**EXTRACT PROVIDED**
· · · · · · ·

Youth protests for peace
There were organised protests in Birmingham, Leeds, Liverpool, Sheffield, Milton Keynes and Cambridge as part of the Stop the War campaign and the worldwide Student Action Day.
In the United States, students and pupils marched under the slogan “Books, not bombs”.
Hundreds went to Downing Street and Parliament. In Birmingham about 350 pupils walked out of Queensbridge School - and other schools — to take part in a march through the city along with students.
Many have risked heavy penalties, especially those seen as organisers. About 60 children left Fortismere School, in North London, at break time on Wednesday and marched to Westminster.
One sixth-former said: “We just walked out of the school at break-time. “There are now about 60 of us from our school. More would have come, but the teachers locked the gates after we left.
“We are against the war and this is the next step in our campaign to raise our voices against the war.”
Deputy head teacher, Martin Henson reacted angrily. “It is irresponsible and dangerous to do this,” he said. “The organisers are sixth-formers but many of the children who have gone with them are younger. They should be in school.

· · · · · · ·

**EXERCISE**
Retype the stretch of the youth peace protests article from "In the United" through "marched to Westminster.".

(Natural-language descriptions of regions)
· · · · · · ·

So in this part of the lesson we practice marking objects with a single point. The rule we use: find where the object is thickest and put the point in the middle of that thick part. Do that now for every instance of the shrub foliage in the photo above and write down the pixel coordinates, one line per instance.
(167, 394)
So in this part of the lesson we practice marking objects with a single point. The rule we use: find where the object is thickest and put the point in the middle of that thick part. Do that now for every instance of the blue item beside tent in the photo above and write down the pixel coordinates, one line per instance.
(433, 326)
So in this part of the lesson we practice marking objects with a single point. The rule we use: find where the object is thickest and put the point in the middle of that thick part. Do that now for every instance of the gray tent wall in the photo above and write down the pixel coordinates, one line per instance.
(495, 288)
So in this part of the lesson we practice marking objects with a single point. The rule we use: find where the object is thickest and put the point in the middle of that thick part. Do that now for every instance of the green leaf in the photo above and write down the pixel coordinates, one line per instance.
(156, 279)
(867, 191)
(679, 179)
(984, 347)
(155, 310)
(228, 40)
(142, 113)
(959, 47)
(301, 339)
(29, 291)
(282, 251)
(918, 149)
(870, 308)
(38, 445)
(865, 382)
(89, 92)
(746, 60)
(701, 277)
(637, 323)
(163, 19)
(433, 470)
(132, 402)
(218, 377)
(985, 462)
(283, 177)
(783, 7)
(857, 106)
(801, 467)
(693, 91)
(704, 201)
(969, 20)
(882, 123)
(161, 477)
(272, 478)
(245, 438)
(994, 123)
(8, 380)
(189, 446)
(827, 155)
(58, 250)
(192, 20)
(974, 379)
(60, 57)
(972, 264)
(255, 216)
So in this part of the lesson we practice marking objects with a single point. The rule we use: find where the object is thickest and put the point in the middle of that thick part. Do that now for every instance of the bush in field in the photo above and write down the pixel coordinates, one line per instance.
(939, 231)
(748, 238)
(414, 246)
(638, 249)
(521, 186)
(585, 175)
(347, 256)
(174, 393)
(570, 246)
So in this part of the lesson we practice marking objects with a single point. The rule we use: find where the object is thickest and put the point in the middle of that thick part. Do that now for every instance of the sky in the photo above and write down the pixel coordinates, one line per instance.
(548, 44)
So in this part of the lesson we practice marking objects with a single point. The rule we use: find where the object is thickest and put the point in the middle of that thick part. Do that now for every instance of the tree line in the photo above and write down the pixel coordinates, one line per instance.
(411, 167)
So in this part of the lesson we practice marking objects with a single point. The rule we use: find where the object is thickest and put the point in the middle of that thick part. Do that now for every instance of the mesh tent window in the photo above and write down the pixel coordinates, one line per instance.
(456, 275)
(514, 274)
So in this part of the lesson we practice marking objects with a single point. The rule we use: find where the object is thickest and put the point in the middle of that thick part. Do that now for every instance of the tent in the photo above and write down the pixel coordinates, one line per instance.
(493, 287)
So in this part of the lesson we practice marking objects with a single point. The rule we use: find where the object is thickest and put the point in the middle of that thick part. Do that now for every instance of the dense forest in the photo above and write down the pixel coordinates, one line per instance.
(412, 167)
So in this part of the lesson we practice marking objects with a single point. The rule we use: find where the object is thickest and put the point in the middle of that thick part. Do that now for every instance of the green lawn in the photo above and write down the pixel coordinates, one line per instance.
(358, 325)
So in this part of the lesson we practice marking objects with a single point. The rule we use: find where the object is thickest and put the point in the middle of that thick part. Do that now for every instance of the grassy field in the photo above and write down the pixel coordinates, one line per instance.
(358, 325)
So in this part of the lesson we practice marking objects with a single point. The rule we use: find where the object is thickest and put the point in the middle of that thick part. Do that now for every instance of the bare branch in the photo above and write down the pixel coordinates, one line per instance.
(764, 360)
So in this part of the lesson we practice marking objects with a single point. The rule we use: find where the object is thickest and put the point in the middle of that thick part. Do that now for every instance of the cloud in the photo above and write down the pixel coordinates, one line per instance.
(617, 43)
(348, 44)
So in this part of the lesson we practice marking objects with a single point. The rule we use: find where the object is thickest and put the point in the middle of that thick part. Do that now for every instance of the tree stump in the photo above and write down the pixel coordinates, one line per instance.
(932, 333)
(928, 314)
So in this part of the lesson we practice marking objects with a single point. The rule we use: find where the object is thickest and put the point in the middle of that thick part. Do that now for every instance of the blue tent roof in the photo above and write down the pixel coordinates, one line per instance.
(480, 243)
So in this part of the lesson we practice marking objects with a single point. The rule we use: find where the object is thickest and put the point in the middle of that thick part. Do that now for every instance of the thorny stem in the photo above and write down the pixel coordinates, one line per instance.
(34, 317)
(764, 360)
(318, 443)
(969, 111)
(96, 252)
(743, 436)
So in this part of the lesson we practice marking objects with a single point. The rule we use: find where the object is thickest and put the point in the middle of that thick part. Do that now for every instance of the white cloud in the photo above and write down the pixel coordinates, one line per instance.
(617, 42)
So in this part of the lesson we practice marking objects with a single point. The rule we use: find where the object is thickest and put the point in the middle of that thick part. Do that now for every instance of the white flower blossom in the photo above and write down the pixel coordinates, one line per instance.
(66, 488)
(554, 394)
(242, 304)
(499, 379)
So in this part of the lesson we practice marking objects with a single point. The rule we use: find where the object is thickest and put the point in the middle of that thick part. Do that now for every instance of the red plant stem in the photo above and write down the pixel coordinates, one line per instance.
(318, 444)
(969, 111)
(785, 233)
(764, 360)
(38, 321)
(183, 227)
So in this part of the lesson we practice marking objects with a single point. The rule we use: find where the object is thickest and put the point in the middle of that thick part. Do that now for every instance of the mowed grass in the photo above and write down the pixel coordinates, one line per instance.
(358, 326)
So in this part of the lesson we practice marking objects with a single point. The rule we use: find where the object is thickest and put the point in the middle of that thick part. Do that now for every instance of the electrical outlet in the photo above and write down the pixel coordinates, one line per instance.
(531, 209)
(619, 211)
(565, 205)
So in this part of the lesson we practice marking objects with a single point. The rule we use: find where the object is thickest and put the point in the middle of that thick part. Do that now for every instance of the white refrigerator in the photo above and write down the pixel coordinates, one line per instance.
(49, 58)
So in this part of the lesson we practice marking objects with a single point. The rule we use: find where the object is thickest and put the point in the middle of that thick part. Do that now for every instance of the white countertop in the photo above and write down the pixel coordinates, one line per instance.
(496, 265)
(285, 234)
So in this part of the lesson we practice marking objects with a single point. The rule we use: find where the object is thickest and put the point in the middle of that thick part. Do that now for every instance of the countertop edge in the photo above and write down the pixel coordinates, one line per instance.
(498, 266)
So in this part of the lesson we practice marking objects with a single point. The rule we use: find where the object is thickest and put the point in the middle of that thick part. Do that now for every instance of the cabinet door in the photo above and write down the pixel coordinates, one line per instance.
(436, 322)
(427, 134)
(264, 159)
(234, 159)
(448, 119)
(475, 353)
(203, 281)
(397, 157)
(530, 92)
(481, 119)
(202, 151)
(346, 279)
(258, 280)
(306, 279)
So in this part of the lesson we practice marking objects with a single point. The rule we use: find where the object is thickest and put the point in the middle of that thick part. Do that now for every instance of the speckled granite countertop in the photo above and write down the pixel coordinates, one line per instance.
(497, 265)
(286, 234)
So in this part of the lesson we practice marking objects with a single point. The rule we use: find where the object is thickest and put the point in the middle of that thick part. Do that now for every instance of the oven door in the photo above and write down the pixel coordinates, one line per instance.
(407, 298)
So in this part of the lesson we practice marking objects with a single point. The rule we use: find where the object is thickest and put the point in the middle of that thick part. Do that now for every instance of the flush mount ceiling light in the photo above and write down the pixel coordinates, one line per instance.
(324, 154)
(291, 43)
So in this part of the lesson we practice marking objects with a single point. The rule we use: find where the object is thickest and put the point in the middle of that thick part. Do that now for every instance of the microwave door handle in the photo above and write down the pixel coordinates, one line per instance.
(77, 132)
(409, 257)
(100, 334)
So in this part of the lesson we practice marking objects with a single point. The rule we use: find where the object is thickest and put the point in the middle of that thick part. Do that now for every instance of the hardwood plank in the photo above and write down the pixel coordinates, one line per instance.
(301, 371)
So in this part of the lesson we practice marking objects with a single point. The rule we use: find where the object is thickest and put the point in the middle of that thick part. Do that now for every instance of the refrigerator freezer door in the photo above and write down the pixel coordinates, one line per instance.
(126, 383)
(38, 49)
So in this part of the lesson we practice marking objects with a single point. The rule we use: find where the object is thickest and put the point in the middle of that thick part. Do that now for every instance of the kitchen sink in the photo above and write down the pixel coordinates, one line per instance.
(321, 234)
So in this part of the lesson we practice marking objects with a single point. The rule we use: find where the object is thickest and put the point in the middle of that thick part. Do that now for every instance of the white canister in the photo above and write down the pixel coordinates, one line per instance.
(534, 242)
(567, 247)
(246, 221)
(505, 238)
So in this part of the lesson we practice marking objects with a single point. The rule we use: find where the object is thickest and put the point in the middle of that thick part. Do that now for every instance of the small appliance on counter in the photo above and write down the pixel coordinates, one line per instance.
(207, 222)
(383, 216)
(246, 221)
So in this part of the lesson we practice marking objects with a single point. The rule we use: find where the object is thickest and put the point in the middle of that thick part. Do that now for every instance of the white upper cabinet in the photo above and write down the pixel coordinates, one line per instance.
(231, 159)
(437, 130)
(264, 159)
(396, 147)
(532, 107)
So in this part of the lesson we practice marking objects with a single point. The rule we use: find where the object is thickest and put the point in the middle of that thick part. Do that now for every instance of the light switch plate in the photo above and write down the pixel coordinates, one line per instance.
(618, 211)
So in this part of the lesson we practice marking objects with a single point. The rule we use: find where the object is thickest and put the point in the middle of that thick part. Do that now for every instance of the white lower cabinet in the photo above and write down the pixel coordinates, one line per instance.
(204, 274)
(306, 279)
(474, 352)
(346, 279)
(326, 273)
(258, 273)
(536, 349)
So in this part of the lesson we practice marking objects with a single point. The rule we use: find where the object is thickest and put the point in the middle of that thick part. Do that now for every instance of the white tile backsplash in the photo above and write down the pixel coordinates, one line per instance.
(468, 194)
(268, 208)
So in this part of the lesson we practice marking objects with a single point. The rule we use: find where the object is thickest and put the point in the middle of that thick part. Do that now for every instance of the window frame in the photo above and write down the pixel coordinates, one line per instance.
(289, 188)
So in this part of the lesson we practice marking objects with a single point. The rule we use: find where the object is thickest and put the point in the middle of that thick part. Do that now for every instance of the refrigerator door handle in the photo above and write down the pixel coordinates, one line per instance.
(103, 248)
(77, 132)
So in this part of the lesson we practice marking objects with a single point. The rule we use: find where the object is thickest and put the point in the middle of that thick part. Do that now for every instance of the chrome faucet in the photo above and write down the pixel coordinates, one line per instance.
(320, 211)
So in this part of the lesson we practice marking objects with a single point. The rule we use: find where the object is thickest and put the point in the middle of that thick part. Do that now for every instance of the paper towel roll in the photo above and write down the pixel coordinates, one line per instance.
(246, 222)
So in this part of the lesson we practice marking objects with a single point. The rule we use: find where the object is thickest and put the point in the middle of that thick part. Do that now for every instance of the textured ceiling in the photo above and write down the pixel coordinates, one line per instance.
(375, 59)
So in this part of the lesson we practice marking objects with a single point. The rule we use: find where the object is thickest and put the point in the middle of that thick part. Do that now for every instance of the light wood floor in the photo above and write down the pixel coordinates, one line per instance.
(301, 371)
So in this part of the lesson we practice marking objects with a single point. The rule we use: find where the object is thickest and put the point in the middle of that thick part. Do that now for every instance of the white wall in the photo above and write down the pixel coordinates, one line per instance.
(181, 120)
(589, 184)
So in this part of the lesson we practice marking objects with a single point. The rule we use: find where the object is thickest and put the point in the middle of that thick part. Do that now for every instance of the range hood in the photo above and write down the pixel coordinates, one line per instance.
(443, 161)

· · · · · · ·

**THE COMPLETED TASK**
In the United States, students and pupils marched under the slogan “Books, not bombs”.
Hundreds went to Downing Street and Parliament. In Birmingham about 350 pupils walked out of Queensbridge School - and other schools — to take part in a march through the city along with students.
Many have risked heavy penalties, especially those seen as organisers. About 60 children left Fortismere School, in North London, at break time on Wednesday and marched to Westminster.